[READING PASSAGE]
───
How to replicate tables with Sequin

This guide shows you how to replicate tables between databases using Sequin for change data capture. By the end, you’ll have a pipeline that streams database changes to your destination database while handling common challenges like race conditions, schema transformations, and recovery from failures.

When to use this guide

This approach works well when you need to:

Sync data between systems while applying transformations
Consolidate data from multiple Postgres tables or databases to a single destination
Programmatically replicate data between development or staging environments

Prerequisites

If you’re self-hosting Sequin, you’ll need:

Sequin installed
A database connected
A destination database ready to receive updates
A sink destination (like SQS, Kafka, Redis, or HTTP)

If you’re using Sequin Cloud, you’ll need:

A Sequin Cloud account
A database connected
A destination database ready to receive updates
A sink destination (like SQS, Kafka, Redis, or HTTP)

If using SQS, be sure to use a FIFO queue.

Architecture overview

Your table replication pipeline will have these components:

Source tables: The table or schema in Postgres that you want to replicate
Destination sink: The message queue or webhook endpoint that delivers changes to your processing system (e.g. SQS, Kafka, or HTTP endpoint)
Replication processor: An application or service you write that receives changes and upserts to your destination table

Create a sink

First, create a sink to the queue, stream, or webhook endpoint that you want to use to process changes:

Select the source

Select the table or schema you want to replicate.Optionally add SQL filters to sync a subset of your source table(s) to the destination.

Select the message type

Leave the default “Changes” message type selected.

Leave message grouping default

If your sink supports message grouping, leave the default option selected for “Message grouping”.This will ensure that messages are grouped by primary key, helping eliminate race conditions as you write rows to your destination.

Specify backfill

To replicate data currently in your source table, specify backfill.

Backfill messages have an action of read.

Configure sink-specific settings

Configure sink-specific settings and click “Create Sink”.

Process changes

Once your sink is configured, changes from your source table will flow to your message queue or HTTP endpoint. Before implementing your change processor, consider these key requirements for reliable table replication:

Important considerations

Type casting: JSON messages transport data types differently than Postgres, often with less specificity:
- UUIDs arrive as strings
- Timestamps/dates arrive as ISO-8601 strings
- Decimals/numerics arrive as numbers
You will need to cast types appropriately in your processor.
Batch processing: For better performance, batch your database operations:
- Consider your message queue’s batching capabilities (e.g., SQS batch size)
───
[REQUIRED TASK A] Translate this sentence from the Sequin table replication guide into Spanish: "If using SQS, be sure to use a FIFO queue."

[DATA LINES]
───
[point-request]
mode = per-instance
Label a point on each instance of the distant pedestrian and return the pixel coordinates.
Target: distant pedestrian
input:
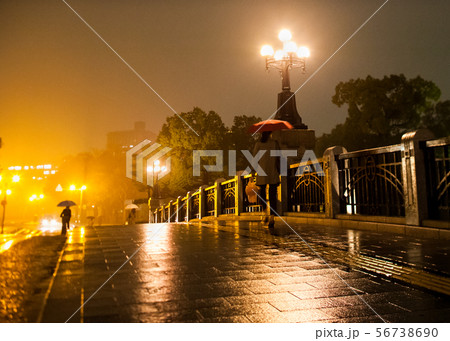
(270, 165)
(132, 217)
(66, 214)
───
[REQUIRED TASK B] Rewrite all the records above, requests included, multiplying every point coordinate in the answers by 2.6 and rounding to whole numbers with halves rounded up. Leave the pictures out.

[PROBLEM SOLUTION A] Si usas SQS, asegúrate de usar una cola FIFO.

[PROBLEM SOLUTION B]
[point-request]
mode = per-instance
Label a point on each instance of the distant pedestrian and return the pixel coordinates.
Target: distant pedestrian
input:
(702, 429)
(343, 564)
(172, 556)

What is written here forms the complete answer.